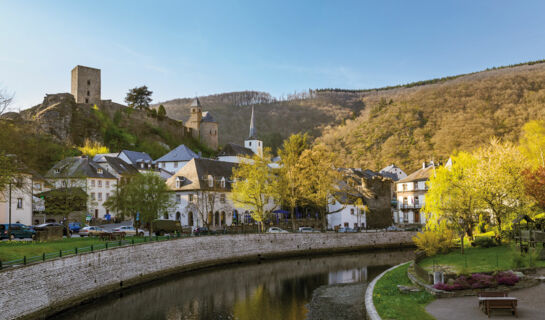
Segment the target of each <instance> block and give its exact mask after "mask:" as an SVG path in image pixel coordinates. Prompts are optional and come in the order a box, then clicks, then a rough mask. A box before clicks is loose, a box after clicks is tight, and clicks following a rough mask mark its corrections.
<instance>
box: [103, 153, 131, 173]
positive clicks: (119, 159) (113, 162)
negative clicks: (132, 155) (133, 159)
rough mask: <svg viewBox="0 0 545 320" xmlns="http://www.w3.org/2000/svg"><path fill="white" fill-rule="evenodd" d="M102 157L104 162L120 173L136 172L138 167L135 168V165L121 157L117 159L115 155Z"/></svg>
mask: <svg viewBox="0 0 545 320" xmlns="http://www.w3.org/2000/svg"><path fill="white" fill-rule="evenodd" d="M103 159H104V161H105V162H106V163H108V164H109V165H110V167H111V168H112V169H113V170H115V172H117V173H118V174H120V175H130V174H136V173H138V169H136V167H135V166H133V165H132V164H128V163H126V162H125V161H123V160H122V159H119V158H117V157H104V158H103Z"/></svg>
* * *
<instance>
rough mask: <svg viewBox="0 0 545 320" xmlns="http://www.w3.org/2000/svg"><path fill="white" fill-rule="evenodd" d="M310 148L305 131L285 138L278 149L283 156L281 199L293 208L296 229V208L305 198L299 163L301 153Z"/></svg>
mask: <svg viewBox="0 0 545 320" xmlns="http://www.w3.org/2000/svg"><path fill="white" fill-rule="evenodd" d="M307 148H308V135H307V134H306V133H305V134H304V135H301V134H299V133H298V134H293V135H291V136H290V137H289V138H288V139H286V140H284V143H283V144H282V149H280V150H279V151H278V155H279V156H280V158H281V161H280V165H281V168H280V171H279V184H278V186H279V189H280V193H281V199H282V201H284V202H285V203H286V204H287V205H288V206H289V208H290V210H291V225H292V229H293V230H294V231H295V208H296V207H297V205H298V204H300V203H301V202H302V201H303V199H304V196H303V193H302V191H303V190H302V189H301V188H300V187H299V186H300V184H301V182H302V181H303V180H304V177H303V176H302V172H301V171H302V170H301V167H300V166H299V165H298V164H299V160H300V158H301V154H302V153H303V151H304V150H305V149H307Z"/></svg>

### What you are asked to do
Going through the entries above, show each line that contains "clicks".

### Task response
Segment the target of each <instance> block and give its exact mask after "mask:" as an SVG path in image pixel coordinates. Prompts are optional and come in the order a box, then clicks, then a rough mask. A box before clicks is loose, a box after clicks is tight, and clicks following a rough mask mark its corrections.
positive clicks: (119, 159) (113, 162)
negative clicks: (132, 155) (133, 159)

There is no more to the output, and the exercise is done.